→ Request a
In the records, reproduce without changes the part that opens with the line containing "Where can the bumper" and runs through the end of the records, including both ends.

→ Provided passage
*****

Carter spent 25 years as editor-in-chief at the glossy Conde Nast magazine, overseeing gorgeous celebrity portraits, long-form investigative pieces on true crime and salacious takeouts of billionaires and socialites.

There aren’t many names at top of mind for the high-profile gig, which also includes gatekeeping a legendary annual Oscars party and a Silicon Valley thought leadership summit called The New Establishment.

Janice Min vacated her top job at The Hollywood Reporter in February, TheWrap previously reported. The former Us Magazine editor was no stranger to premium video content and pricey editorial shoots at THR.

“There are a ton of names” in the mix, one insider told New York gossip column Page Six, including Sally Singer, a former Vogue lieutenant who served editor of the New York Times’ T Magazine.

*****

→ Input
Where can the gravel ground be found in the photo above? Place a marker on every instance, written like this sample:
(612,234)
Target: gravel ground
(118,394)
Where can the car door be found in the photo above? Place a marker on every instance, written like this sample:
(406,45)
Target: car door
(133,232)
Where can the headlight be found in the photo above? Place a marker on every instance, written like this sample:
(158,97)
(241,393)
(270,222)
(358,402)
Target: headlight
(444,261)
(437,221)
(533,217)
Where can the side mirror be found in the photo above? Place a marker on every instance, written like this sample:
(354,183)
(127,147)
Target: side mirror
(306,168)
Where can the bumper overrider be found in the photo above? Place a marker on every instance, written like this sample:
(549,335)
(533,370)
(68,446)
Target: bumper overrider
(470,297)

*****

→ Request b
List every person named in the passage about the editor-in-chief vacancy.

→ Exercise solution a
Where can the bumper overrider be found in the photo above? Place a marker on every instance, written like this sample:
(549,335)
(533,370)
(68,446)
Target: bumper overrider
(470,297)

→ Exercise solution b
Carter, Janice Min, Sally Singer